Exercise prompt - Copy out the part of the entries that opens with the line containing "Indicate the football helmet" and closes with the line containing "<point>634,476</point>", requests included, and shift every answer coordinate by adding 148 to each of its numbers while keeping the sample points in the requests unchanged. Leave the pictures out.

========================

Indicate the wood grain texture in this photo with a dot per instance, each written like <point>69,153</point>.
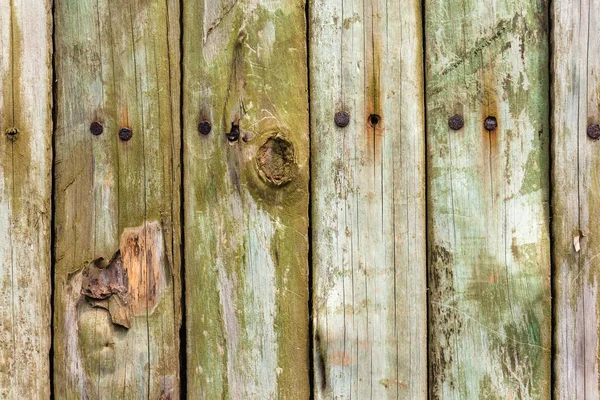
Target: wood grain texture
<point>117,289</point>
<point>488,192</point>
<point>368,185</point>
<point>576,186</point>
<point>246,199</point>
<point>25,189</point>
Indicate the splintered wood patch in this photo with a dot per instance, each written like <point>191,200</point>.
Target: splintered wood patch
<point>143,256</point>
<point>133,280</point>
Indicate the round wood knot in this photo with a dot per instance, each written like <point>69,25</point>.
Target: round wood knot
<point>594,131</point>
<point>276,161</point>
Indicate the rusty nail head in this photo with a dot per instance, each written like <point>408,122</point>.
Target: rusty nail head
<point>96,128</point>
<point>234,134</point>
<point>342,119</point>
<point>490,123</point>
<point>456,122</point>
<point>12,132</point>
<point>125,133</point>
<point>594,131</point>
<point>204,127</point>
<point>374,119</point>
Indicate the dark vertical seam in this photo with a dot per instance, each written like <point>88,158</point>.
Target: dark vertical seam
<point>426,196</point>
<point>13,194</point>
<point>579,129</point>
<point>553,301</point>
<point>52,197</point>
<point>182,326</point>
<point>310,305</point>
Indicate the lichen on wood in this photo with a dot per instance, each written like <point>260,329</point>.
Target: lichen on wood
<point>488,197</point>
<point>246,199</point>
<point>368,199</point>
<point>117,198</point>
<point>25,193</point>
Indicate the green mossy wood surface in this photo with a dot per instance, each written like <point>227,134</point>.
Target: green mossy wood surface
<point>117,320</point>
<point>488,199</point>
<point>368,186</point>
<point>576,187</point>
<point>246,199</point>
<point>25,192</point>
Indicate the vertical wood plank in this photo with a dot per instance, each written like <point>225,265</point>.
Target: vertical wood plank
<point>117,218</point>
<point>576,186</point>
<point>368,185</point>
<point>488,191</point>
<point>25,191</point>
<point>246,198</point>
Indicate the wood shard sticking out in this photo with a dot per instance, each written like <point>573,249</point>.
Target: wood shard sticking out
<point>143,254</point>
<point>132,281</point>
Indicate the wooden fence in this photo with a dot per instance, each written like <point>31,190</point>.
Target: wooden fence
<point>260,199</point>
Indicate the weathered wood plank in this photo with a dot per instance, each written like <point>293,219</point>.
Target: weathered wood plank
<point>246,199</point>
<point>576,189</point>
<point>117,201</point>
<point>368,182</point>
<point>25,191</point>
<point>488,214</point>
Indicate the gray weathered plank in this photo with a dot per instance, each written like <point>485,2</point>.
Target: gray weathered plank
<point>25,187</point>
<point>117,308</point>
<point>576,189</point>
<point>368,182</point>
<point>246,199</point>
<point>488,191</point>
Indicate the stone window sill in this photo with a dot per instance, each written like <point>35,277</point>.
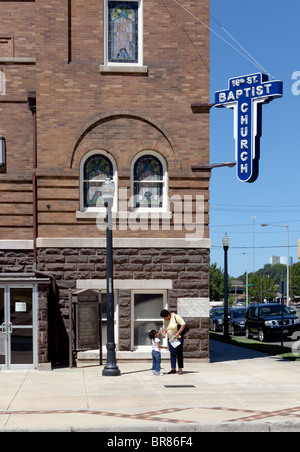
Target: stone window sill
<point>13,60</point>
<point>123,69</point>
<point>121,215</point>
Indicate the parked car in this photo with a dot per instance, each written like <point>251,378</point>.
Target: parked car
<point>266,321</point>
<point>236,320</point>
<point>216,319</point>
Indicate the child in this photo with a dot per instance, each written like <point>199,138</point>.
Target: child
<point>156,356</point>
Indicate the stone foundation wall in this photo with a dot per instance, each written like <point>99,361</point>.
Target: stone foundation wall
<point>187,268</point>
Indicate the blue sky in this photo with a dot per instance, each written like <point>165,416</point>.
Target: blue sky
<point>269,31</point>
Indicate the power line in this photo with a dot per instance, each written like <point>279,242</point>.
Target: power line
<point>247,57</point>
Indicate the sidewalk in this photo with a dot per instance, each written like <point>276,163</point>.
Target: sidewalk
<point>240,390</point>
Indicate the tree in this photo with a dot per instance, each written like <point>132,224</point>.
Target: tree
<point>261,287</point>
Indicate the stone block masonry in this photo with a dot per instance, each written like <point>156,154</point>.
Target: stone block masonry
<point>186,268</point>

========================

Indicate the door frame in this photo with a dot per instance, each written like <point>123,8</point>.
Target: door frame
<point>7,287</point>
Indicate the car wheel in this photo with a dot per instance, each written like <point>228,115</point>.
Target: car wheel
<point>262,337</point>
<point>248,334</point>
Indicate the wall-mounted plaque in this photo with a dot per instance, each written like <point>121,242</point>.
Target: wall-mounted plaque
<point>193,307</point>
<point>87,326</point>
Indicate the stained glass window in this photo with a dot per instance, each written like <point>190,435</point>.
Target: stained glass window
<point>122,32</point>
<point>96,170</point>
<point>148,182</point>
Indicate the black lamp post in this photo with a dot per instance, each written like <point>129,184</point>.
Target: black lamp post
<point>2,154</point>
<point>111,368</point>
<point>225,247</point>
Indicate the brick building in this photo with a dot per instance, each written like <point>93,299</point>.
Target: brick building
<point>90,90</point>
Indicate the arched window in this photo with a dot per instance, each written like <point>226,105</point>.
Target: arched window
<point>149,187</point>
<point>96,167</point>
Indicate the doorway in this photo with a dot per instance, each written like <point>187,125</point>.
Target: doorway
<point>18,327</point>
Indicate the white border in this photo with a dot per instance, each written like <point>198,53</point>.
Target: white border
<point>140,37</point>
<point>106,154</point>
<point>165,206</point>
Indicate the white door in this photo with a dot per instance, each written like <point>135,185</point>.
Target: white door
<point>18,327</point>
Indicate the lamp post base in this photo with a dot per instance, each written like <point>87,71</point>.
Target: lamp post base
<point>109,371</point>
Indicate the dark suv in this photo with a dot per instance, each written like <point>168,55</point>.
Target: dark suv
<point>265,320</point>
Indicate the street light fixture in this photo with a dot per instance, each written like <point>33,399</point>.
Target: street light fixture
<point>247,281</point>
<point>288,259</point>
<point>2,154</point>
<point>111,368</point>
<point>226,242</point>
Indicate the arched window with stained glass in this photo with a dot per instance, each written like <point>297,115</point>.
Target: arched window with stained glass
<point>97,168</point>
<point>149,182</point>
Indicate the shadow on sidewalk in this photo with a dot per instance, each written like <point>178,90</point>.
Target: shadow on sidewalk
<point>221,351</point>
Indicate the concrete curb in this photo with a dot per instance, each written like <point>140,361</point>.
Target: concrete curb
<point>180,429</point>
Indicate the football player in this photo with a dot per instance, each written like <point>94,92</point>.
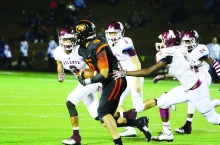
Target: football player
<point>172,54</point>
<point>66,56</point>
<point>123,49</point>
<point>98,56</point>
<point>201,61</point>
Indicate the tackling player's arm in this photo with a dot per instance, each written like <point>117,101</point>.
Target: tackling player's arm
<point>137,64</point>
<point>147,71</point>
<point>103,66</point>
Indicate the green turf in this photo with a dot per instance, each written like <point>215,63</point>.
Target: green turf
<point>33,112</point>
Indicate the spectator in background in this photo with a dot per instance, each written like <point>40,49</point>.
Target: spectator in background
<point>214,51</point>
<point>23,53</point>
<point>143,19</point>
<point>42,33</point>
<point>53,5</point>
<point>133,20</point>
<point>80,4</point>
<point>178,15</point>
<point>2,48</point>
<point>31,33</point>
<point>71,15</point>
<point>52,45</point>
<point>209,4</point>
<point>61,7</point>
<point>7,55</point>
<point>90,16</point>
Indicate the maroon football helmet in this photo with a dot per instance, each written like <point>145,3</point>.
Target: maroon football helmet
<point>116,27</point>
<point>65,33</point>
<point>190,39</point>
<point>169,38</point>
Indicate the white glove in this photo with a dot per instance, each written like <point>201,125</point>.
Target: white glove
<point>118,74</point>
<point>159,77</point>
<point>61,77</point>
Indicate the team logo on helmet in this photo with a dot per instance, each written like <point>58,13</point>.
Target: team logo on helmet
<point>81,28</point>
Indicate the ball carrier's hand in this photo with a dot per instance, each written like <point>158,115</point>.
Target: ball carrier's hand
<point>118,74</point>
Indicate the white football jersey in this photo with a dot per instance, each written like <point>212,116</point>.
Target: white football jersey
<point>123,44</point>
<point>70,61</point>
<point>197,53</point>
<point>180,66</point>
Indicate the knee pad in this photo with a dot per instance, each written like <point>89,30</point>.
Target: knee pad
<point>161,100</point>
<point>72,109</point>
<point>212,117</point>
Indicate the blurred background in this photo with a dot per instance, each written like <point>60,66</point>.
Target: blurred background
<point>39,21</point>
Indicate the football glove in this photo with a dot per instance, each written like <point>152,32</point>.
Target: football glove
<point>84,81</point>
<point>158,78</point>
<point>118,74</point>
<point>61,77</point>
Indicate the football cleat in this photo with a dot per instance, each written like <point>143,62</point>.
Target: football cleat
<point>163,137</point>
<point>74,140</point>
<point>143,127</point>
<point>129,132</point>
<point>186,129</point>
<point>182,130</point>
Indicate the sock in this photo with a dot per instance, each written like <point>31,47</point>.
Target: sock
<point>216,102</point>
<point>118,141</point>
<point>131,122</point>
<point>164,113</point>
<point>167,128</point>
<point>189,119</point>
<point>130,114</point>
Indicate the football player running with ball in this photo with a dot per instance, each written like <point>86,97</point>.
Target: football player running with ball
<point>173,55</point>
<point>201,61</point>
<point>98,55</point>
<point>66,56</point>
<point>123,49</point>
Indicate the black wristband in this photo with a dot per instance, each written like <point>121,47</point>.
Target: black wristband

========================

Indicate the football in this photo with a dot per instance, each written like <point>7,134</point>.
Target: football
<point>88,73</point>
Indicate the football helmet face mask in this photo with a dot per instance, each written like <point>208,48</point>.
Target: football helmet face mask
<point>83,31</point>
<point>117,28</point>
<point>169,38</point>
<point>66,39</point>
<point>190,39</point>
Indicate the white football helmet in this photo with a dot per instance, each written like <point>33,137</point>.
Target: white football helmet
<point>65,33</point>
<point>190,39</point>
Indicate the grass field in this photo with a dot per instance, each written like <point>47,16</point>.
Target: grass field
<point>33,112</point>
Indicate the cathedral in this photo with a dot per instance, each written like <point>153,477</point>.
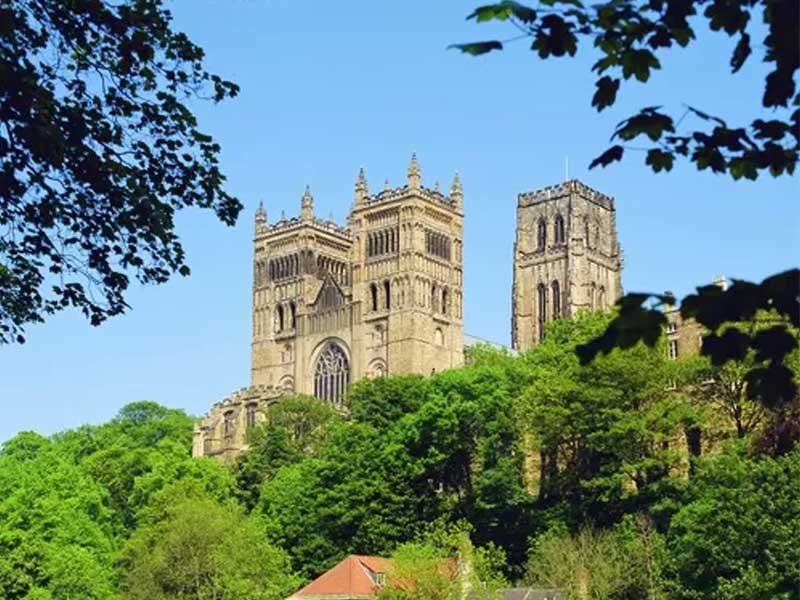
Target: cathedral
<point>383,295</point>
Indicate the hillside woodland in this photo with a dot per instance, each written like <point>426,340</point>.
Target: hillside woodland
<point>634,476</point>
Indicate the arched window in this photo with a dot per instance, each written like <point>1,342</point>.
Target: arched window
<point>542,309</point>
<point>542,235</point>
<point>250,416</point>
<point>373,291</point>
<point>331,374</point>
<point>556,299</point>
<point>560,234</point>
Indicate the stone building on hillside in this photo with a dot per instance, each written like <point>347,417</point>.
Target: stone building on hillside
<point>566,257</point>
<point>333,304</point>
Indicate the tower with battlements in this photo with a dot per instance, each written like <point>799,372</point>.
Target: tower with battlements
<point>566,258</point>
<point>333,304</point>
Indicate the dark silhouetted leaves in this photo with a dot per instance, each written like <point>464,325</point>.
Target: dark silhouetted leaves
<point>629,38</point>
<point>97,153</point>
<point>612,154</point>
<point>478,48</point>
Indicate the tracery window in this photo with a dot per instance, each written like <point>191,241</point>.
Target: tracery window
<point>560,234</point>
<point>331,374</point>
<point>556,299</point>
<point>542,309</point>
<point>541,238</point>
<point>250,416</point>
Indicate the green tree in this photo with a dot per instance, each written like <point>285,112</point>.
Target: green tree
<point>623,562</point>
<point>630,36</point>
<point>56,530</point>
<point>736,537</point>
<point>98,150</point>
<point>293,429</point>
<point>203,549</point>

========================

Full answer -
Indicate the football helmet face mask in this photo with a dot per instance, each written like <point>208,48</point>.
Target: football helmet face mask
<point>231,179</point>
<point>265,176</point>
<point>317,186</point>
<point>214,187</point>
<point>338,187</point>
Indicate the white football helmet in this photo with a dot per instance, each written like <point>33,137</point>.
Target: white football helmet
<point>213,181</point>
<point>338,187</point>
Indicate the grass field in this photo with a dot per instance, each written like <point>47,16</point>.
Target: grass field
<point>181,260</point>
Indicate the cathedral in this photo with a dot per instance, each written like <point>153,477</point>.
Target: cathedral
<point>531,443</point>
Indicate the hillside woodland in this photo with a dot per instance, each written like <point>426,340</point>.
Target: hillside woodland
<point>782,624</point>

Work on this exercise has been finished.